**Problem to solve**. Extract each line of the material below that contains the string "woman", and copy every such line in full.

**Dataset entries**.
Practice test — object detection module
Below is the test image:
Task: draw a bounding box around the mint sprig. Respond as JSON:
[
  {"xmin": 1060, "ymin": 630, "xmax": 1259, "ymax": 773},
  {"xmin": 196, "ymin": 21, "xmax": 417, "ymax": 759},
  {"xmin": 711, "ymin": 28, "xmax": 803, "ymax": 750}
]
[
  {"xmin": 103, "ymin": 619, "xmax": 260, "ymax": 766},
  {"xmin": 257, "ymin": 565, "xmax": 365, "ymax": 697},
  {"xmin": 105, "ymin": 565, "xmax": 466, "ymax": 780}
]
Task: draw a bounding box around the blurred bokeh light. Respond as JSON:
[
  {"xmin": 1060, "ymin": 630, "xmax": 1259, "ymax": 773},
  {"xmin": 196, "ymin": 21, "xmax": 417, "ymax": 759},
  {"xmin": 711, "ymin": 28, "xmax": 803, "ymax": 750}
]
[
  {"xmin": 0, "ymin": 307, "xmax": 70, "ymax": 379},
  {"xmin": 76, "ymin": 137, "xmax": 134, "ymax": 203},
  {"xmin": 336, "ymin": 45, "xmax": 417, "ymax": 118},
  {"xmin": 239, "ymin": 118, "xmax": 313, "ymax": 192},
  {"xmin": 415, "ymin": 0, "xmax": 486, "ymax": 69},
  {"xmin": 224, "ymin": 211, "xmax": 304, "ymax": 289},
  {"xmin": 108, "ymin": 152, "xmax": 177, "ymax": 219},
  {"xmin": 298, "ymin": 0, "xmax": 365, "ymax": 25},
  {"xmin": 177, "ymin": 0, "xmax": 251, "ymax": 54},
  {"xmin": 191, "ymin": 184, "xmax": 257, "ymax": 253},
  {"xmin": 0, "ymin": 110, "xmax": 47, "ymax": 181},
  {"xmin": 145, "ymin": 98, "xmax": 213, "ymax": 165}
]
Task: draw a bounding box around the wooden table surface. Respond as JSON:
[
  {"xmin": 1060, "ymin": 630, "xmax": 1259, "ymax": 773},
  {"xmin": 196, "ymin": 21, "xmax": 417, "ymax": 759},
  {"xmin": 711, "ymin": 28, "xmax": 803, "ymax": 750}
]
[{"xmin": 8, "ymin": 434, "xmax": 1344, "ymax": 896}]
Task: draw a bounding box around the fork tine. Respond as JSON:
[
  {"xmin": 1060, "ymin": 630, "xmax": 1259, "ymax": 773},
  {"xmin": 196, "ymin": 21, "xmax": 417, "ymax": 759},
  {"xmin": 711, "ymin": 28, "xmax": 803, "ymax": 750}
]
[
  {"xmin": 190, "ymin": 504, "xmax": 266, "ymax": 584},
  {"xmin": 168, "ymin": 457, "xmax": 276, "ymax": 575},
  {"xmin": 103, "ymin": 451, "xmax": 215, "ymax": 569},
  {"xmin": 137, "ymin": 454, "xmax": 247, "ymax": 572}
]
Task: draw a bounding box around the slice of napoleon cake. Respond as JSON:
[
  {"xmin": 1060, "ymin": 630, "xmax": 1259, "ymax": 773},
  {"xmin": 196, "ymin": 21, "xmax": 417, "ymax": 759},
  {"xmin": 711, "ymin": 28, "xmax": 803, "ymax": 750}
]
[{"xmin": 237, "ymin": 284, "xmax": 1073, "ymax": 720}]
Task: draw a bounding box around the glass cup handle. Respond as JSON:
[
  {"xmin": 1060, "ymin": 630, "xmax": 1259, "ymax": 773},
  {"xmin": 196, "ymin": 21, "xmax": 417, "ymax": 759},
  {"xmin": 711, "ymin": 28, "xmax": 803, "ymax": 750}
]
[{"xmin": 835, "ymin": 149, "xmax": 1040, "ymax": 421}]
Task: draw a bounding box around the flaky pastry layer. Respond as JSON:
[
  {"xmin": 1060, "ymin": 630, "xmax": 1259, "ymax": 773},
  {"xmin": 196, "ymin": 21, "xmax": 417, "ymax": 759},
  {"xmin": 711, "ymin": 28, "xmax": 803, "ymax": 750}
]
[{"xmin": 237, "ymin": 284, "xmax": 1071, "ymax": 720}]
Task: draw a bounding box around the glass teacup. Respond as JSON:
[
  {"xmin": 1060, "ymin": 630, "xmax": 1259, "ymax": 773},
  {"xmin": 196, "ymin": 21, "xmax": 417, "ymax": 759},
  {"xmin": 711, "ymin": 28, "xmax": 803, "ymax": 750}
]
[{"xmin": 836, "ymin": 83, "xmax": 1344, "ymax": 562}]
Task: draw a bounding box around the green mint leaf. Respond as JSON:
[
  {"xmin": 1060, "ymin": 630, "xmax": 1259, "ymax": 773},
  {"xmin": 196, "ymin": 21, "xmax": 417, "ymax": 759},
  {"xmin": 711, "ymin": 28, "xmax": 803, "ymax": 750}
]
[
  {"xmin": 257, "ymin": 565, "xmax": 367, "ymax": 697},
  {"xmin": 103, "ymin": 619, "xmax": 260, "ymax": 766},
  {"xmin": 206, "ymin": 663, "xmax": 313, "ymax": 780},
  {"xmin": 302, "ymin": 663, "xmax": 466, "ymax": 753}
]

...

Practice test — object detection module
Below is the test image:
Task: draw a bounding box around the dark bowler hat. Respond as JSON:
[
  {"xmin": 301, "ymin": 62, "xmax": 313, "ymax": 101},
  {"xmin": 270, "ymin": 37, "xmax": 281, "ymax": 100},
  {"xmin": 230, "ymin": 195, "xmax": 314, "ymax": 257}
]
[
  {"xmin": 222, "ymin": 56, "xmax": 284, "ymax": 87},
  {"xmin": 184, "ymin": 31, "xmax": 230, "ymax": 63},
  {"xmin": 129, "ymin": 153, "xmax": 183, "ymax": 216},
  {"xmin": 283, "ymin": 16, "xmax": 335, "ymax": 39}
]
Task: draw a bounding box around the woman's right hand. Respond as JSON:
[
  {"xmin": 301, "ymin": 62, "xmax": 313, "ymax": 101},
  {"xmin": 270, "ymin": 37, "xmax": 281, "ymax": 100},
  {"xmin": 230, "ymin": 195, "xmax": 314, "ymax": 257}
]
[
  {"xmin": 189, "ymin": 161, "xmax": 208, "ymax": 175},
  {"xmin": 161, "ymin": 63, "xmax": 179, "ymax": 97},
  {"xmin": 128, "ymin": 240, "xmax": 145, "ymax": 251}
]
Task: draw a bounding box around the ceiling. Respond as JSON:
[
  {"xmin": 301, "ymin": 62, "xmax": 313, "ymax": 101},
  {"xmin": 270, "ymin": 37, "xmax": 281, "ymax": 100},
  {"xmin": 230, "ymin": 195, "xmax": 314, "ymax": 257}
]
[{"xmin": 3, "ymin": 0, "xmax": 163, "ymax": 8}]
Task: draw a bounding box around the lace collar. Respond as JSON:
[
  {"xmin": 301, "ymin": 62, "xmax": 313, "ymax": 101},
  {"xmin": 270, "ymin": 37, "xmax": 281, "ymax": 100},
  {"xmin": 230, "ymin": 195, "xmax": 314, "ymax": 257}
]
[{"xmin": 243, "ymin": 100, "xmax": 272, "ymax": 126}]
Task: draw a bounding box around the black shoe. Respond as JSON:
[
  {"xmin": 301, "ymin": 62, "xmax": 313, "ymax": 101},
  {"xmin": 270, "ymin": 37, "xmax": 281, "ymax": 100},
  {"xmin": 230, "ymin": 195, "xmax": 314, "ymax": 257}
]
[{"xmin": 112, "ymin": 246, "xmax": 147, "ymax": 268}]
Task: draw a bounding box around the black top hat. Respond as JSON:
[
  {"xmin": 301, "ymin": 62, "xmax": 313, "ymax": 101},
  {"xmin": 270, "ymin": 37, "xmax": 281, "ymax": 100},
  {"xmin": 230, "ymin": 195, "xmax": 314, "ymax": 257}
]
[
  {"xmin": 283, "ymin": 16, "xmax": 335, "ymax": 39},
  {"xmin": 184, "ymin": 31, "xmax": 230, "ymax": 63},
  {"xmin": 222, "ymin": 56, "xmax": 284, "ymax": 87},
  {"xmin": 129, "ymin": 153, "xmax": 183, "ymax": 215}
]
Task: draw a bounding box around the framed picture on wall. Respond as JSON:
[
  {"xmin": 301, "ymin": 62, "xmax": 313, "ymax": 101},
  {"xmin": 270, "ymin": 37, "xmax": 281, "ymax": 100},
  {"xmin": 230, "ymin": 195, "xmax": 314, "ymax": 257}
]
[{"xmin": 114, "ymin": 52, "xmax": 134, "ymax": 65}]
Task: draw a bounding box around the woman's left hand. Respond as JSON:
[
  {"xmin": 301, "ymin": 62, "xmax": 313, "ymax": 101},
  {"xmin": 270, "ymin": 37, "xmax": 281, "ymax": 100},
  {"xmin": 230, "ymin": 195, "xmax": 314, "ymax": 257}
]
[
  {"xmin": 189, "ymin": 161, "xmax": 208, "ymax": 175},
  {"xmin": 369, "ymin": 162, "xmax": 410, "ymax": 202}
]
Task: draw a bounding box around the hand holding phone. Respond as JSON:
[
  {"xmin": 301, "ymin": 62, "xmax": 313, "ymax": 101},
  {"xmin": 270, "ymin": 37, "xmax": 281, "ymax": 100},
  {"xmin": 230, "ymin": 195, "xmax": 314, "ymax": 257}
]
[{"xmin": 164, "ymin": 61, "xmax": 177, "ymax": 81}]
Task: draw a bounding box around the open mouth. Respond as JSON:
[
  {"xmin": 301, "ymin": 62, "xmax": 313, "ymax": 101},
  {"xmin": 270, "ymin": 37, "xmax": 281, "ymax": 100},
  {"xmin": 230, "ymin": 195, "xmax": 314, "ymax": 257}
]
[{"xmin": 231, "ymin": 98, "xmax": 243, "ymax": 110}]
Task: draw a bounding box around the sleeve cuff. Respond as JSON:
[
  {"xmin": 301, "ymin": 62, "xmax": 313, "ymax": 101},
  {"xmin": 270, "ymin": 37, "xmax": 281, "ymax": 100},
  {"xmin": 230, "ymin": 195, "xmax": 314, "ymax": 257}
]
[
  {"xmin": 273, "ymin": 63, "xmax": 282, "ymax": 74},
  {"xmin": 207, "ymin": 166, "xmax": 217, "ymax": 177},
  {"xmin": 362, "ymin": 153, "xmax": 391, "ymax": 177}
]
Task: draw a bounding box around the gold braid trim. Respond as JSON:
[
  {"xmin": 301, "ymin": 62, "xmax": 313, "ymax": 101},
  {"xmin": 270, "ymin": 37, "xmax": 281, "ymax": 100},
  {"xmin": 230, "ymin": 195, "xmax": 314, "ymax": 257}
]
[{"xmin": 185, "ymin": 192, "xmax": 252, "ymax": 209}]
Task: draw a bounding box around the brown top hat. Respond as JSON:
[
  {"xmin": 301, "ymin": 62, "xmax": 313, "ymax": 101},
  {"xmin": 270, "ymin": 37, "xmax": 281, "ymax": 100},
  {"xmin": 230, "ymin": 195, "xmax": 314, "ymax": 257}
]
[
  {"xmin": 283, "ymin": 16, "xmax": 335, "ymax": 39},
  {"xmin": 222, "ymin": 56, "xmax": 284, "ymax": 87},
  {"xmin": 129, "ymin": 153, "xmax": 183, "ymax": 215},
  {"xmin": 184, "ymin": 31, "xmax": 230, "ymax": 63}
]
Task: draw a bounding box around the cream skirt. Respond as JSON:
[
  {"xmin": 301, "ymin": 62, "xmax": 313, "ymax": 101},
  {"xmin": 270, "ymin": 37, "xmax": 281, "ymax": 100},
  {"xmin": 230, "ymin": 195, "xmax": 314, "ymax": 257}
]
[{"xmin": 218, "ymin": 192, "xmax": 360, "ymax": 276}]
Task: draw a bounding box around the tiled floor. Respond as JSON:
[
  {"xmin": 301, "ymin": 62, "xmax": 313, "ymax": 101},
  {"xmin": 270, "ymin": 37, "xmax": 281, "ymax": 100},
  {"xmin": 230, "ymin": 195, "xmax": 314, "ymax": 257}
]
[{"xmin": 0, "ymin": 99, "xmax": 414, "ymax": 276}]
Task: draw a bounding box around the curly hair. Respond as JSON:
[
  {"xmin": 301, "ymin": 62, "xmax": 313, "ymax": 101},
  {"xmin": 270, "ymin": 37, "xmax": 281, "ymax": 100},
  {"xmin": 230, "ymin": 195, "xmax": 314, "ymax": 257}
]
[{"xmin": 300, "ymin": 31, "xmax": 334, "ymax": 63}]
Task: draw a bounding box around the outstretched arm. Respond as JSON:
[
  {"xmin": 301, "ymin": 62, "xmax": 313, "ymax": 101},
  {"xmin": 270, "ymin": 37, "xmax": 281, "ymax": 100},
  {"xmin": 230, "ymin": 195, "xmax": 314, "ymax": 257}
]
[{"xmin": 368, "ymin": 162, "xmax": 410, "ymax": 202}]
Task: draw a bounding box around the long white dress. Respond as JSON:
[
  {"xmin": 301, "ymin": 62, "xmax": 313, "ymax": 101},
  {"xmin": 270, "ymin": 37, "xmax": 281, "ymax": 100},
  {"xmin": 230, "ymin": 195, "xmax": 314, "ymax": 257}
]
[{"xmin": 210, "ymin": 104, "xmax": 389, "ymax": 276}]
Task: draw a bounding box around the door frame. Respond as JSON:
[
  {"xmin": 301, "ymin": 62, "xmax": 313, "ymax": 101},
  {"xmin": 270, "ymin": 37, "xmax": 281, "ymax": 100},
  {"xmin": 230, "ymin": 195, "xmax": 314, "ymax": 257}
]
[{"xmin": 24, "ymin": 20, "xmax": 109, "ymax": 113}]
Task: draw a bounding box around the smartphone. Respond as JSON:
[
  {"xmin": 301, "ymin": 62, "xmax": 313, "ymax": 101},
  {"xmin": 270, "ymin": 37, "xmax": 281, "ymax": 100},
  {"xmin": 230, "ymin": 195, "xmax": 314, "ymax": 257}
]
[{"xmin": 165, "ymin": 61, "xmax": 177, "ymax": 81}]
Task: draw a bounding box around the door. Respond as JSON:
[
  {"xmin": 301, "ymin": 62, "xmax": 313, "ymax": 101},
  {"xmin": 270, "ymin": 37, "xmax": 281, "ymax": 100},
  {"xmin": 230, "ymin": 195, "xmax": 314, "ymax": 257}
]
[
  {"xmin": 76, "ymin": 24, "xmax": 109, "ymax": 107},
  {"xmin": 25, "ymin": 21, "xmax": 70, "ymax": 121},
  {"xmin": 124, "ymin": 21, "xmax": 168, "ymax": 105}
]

---

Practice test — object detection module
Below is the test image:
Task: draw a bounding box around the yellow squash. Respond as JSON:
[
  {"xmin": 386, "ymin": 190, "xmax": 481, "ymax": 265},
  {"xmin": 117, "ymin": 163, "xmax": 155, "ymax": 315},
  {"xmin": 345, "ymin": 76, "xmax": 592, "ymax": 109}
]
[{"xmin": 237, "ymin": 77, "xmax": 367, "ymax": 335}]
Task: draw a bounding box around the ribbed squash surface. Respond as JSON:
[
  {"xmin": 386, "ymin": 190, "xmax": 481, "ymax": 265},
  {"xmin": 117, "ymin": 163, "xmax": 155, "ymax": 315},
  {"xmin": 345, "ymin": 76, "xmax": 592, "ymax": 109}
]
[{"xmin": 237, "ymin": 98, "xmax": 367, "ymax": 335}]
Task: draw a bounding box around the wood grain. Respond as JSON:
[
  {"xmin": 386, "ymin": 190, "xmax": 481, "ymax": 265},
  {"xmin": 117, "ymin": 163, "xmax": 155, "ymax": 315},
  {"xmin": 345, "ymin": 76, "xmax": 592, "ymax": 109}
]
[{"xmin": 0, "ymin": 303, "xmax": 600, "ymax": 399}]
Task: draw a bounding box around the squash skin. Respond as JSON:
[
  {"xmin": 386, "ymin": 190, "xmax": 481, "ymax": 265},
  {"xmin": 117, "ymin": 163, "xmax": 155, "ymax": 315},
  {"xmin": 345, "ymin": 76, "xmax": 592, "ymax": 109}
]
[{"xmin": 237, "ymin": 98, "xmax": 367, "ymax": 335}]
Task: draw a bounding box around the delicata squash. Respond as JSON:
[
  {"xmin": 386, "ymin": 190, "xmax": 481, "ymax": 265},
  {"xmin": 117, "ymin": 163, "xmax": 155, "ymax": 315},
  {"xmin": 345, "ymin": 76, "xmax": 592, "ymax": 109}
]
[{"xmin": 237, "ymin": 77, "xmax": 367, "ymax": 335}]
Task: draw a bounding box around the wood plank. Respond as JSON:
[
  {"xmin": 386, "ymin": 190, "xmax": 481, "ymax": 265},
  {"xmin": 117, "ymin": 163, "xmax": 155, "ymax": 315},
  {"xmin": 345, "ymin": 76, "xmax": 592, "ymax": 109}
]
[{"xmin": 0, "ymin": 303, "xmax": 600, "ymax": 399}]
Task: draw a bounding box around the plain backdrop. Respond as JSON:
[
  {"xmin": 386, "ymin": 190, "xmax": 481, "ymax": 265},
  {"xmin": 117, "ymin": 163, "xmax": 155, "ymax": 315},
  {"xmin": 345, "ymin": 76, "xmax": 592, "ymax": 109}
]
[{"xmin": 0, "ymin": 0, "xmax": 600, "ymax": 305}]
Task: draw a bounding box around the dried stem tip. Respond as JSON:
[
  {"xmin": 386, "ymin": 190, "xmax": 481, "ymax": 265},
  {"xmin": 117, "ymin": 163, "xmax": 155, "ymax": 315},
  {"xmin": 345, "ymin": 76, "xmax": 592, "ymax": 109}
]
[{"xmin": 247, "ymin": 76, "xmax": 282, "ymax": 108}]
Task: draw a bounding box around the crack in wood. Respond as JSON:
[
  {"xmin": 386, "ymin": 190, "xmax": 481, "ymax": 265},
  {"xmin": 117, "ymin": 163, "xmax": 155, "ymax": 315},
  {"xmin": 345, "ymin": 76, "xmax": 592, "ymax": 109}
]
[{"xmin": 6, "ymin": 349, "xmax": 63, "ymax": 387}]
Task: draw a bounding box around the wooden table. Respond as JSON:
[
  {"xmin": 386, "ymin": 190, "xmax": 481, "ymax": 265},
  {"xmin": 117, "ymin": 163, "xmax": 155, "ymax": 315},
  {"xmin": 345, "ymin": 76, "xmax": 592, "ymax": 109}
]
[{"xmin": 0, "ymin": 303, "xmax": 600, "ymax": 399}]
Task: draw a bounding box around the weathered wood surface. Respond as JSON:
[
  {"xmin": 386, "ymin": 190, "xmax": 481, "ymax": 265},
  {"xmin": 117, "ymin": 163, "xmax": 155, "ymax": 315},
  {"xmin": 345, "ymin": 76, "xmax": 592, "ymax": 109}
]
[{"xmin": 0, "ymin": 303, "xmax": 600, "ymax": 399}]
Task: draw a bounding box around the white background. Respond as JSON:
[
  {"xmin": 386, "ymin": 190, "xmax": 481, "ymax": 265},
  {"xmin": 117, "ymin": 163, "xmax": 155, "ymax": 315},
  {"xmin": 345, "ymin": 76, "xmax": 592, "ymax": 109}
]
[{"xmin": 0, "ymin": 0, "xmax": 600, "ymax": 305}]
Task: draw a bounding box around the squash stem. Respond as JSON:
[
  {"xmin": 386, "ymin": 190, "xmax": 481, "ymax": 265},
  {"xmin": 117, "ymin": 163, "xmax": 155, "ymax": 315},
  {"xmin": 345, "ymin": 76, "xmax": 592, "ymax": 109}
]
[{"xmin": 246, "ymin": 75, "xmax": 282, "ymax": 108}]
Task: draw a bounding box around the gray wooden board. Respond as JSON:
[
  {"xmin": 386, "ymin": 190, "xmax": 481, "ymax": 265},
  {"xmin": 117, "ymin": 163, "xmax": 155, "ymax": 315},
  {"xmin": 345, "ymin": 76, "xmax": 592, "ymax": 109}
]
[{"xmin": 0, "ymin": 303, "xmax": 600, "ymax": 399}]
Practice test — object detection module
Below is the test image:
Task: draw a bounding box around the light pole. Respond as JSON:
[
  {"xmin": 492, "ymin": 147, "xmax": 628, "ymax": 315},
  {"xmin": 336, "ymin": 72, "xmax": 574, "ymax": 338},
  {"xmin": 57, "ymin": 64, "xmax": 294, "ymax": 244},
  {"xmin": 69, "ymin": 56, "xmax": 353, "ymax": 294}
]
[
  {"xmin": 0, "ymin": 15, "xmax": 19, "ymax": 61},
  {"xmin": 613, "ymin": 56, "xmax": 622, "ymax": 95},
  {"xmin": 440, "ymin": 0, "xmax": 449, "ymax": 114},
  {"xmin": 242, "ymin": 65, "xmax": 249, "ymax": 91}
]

**Full answer**.
Task: draw a bounding box around the woman's right hand. Respond as JSON:
Task: draw a bounding box around the woman's left hand. Respond as JSON:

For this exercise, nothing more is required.